- **WHAT IS EXPECTED**
The listing below is to be output in its exact form.

******************************

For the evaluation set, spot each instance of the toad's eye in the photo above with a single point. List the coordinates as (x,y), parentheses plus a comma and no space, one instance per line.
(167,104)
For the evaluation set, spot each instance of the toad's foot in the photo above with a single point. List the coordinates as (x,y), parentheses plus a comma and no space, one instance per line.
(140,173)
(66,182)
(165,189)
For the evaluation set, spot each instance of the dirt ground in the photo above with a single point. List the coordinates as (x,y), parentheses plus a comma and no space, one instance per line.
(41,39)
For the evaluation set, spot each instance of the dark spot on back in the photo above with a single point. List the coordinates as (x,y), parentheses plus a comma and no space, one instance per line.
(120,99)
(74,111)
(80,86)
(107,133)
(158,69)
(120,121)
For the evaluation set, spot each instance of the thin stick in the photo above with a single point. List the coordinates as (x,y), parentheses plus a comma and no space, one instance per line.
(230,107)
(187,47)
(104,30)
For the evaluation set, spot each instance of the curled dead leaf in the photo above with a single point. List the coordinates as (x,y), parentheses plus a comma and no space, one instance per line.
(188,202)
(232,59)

******************************

- **FULL RESPONSE**
For the evaluation set, spot each instance of the toad's eye in the photo above with a single point. List the coordinates as (x,y), parentheses plus a comma and no space, one instance per line.
(167,104)
For the evaluation set, spot each instance of the toad's foot in the photo above with a single point. List the coordinates as (x,y), parentheses plus a comma and no space, one instance per line.
(140,173)
(66,182)
(165,189)
For the evaluation set, spot each instance of the dirt ground in the photo above with a single point. List the coordinates as (x,y), parentheses plus a comma and no space, one instance per line.
(41,39)
For the evaluation set, spot each instance of the dark spot on back in the photo above with a single point. List the coordinates as (x,y), parentheses plus a comma and no space, one instance per line.
(120,99)
(74,111)
(80,86)
(107,133)
(158,69)
(120,121)
For the evaluation set, spot each instance of the thin stick in the photo above with a single point. List the coordinates as (x,y), parentheses plus a comma and no space, one instance per line.
(230,107)
(187,47)
(104,30)
For the evaluation set, spot each instance of the curled dead leaf in the photo above with a single point. List the coordinates as (x,y), parentheses plus a comma and no space, one instance per line.
(188,202)
(232,59)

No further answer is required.